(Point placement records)

┄┄┄┄┄┄┄┄┄┄┄┄┄┄┄┄┄┄┄┄

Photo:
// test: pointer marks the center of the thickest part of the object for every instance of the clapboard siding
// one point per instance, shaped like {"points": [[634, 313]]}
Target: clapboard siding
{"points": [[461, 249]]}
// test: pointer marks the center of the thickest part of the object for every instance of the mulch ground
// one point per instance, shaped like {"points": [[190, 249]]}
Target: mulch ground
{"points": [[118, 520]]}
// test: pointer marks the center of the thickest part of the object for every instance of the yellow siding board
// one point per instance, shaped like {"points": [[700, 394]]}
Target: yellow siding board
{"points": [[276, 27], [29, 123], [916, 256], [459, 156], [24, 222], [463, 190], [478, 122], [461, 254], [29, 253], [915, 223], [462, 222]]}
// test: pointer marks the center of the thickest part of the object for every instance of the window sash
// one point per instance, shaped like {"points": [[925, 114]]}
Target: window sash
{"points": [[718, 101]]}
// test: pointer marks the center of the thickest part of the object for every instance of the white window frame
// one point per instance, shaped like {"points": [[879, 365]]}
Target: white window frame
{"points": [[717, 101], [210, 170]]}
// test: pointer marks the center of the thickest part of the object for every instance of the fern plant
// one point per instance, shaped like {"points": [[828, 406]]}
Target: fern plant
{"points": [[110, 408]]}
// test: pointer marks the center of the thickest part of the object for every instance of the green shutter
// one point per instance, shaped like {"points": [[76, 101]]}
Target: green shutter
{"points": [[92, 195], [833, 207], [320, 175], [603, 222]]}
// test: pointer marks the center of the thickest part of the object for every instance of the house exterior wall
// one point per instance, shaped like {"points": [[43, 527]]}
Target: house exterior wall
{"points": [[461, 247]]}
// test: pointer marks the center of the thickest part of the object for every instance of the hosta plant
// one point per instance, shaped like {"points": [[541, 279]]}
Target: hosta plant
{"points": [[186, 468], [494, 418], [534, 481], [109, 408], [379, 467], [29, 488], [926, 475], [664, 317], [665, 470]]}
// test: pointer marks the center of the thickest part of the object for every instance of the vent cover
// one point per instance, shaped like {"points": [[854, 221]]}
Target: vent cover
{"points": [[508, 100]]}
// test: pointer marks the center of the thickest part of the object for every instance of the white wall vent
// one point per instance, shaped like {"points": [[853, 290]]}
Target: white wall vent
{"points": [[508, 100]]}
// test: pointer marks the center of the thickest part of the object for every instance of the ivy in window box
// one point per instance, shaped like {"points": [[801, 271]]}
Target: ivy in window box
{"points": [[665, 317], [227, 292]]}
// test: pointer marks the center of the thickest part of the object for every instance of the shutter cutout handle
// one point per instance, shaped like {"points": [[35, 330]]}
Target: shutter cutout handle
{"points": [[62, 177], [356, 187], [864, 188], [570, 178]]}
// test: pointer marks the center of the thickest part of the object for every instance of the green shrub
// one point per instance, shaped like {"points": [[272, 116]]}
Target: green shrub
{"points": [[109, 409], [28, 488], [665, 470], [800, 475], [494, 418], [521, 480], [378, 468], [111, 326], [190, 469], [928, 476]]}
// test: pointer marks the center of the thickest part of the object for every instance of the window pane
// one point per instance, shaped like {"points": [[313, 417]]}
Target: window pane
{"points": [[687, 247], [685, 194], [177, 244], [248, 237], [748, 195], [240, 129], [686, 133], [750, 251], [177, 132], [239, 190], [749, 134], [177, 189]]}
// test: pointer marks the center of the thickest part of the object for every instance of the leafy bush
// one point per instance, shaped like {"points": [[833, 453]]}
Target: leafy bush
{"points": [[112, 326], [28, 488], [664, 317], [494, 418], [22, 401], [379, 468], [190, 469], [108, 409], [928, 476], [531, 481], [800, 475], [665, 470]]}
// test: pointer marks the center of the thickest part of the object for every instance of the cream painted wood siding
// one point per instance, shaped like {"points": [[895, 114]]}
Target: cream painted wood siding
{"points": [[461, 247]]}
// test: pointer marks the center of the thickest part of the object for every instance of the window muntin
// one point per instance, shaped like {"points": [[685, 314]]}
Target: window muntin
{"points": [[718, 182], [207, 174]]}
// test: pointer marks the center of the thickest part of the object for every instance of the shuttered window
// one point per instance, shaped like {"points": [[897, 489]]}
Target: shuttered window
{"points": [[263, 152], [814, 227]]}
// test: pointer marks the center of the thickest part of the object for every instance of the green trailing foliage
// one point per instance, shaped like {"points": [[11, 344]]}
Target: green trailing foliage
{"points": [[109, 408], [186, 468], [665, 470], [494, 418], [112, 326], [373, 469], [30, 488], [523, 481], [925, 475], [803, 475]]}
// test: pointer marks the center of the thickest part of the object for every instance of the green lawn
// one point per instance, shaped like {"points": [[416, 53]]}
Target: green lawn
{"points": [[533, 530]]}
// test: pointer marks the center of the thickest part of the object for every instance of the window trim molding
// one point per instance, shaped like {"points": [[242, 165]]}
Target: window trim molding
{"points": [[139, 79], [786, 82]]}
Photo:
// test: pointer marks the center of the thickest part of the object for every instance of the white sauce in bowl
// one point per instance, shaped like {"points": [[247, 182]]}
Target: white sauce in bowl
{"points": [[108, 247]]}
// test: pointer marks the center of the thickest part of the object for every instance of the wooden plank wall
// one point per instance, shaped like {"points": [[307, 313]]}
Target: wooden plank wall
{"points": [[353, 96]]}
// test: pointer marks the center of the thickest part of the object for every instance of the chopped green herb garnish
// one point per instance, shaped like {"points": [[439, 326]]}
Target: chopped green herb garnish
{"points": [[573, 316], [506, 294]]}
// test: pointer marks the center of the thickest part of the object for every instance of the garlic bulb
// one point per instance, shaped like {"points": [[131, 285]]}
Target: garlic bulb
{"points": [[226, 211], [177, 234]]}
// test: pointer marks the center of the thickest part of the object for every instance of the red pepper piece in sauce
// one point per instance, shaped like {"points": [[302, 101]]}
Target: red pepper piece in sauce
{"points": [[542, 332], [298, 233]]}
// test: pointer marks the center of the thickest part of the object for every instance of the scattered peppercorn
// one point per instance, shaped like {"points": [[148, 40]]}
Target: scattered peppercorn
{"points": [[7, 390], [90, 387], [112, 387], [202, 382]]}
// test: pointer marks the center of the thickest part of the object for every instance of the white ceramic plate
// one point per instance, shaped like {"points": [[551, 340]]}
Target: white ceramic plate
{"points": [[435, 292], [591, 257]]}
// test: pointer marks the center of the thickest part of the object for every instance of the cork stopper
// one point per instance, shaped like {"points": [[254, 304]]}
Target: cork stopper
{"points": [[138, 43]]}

┄┄┄┄┄┄┄┄┄┄┄┄┄┄┄┄┄┄┄┄

### WORK TO BE COMPLETED:
Give back exactly the lines that run from the line with "the wooden plank wall" through the close of the material, counting both ends, and nothing more.

### OUTPUT FOR THIS TASK:
// test: pointer marks the center of the thickest part of the object for every instance of the wooden plank wall
// one point per instance, shaped like {"points": [[307, 313]]}
Target: wooden plank wall
{"points": [[353, 96]]}
// test: pointer marks the center of the thickest part of the object for every instance of the chopped green herb garnish
// one point per instance, shaped like {"points": [[439, 326]]}
Target: chopped green herb garnish
{"points": [[573, 316], [506, 294]]}
// test: pointer marks the center of the thickest part of the object for every instance of the garlic bulb
// one point per instance, shaped like {"points": [[131, 285]]}
Target: garlic bulb
{"points": [[226, 211], [177, 234]]}
// test: pointer marks the center of the thickest part of the object for every instance of the red pepper piece in sauce
// one point per instance, shaped like {"points": [[302, 101]]}
Target: red pepper piece in sauce
{"points": [[542, 332], [298, 233]]}
// test: pointer marks the center of the thickest part of the object for every instance of the scattered peppercorn
// one point per instance, shaped like {"points": [[148, 40]]}
Target: scattered peppercorn
{"points": [[7, 390], [90, 387], [112, 387], [202, 382]]}
// test: pointer marks the center of the thickest part of the object for every instance of the white ceramic plate
// one point per instance, shaped like {"points": [[551, 340]]}
Target: white ceramic plate
{"points": [[435, 292], [591, 257]]}
// test: pointer marks the center of the thickest part of the object for every instance of the cork stopper
// one point per instance, shaped like {"points": [[254, 304]]}
Target: cork stopper
{"points": [[138, 43]]}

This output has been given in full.